| 抜粋文 |
- - -

また、本願明細書には、「例えば美容方法の一つとして、朝の起床後又は夜の就寝前において、洗顔を行なった後に化粧水を塗布することが行なわれている。」(段落【0002】)と記載され、「しかしながら従来では、洗顔後の肌に対しては何ら処理を行なうことはせず、洗顔後直ちに化粧水等の塗布が行なわれていた。このため従来の美容方法では、必ずしも洗顔後の美容液等が十分に肌に浸透しているとはいえなかった。」(段落【0005】)、「本発明は上記の点に鑑みてなされたものであり、化粧水のなじみ及び浸透感を良好としうる美容方法及び美容装置を提供することを目的とする。」(段落【0006】)と記載されている。このことから、本願発明の美容方法は、起床後や就寝前に自分自身で美容装置を用いて実施する方法を包含していると理解される。
そうすると、本願発明では「被施術者」という用語が用いられているものの、本願発明の美容方法は、他人から洗顔や、化粧水を塗布される場合に限られるのではなく、引用例のような自分自身で洗顔、化粧水塗布を行う場合も含まれていると解するのが相当である。

3 以上のことから、両発明は、次の一致点及び相違点を有する。

一致点:
「洗顔を行う洗顔ステップと、化粧水を被施術者の顔に塗布する化粧水塗布ステップとを有し、
前記洗顔ステップの実施後で、前記化粧水塗布ステップの実施前に、前記被施術者の顔に対して温度変化を与える温度変化ステップを実施する美容方法。」

相違点:
前記「温度変化ステップ」について、本願発明では、
「前記被施術者の顔の温度を通常の皮膚表面温度である28℃以上32℃以下の温度範囲よりも高くする温めステップと、
前記被施術者の顔の温度を通常の皮膚表面温度である28℃以上32℃以下の温度範囲よりも低くする冷やしステップを含み、
前記温めステップでは、前記被施術者の顔の温度が36℃以上42℃以下となるよう温め、
前記冷やしステップでは、前記被施術者の顔の温度が16℃以上24℃以下となるよう冷やす」
と特定しているのに対し、引用発明では、これらを特定していない点

第6 判断
そこで、上記相違点について検討する。

- - -

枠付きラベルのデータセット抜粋
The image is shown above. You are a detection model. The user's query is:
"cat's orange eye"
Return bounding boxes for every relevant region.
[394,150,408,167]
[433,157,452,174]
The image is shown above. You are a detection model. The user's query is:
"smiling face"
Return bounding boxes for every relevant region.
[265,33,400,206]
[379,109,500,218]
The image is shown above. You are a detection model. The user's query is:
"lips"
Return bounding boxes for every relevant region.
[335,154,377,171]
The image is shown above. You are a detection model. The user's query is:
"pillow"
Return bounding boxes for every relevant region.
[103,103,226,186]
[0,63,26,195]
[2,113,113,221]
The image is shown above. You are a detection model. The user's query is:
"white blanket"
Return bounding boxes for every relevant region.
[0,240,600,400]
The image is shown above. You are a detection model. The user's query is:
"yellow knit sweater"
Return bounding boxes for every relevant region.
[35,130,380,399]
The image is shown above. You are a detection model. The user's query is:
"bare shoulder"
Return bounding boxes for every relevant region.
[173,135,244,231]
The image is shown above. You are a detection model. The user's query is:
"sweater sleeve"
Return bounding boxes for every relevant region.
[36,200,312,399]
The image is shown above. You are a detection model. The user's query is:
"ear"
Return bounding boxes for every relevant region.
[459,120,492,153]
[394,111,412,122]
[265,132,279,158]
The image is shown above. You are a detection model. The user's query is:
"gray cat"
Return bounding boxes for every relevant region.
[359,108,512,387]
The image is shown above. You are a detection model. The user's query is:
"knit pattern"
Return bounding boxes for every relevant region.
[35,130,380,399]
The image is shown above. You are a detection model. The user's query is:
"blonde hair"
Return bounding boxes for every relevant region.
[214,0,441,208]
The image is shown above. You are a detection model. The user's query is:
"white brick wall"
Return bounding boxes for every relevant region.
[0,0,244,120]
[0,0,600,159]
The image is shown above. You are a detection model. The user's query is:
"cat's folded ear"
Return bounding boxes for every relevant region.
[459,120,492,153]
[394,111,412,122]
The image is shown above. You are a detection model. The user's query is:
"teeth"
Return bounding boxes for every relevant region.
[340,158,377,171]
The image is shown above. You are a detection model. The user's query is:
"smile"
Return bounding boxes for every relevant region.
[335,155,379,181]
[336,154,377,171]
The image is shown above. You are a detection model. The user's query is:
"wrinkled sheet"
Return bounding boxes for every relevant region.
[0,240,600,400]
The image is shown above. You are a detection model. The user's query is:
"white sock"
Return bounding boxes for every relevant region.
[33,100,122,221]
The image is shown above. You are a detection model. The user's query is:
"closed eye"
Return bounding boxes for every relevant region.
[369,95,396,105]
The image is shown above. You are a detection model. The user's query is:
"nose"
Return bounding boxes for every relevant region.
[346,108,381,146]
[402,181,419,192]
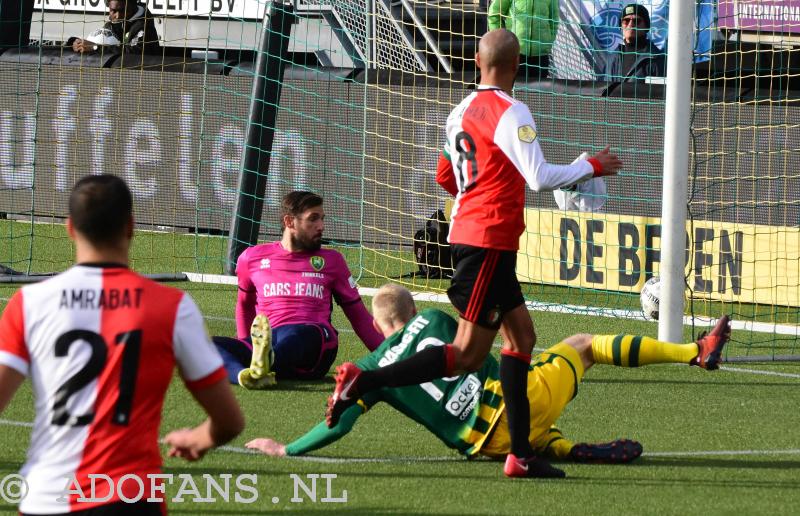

- - -

| 記述課題 1 |
抜粋文によると、本願発明の温めステップでは、被施術者の顔の温度を何度の範囲になるよう温めますか。
| 記述課題 2 |
次の各記述が抜粋文と合っているかどうかを答えてください。それぞれ「はい」か「いいえ」で答え、判断の根拠となる抜粋文の言葉をそのまま引用してください。
(a) 本願発明の美容方法は、他人から化粧水を塗布される場合に限られる。
(b) 通常の皮膚表面温度は28℃以上32℃以下とされている。
(c) 引用発明では、温めステップと冷やしステップの温度が特定されている。
リストは抜粋文とは別の資料です。

| 解答例 1 |
36℃以上42℃以下です。

| 解答例 2 |
(a) いいえ。「他人から洗顔や、化粧水を塗布される場合に限られるのではなく」とあります。
(b) はい。「通常の皮膚表面温度である28℃以上32℃以下」とあります。
(c) いいえ。「引用発明では、これらを特定していない点」とあります。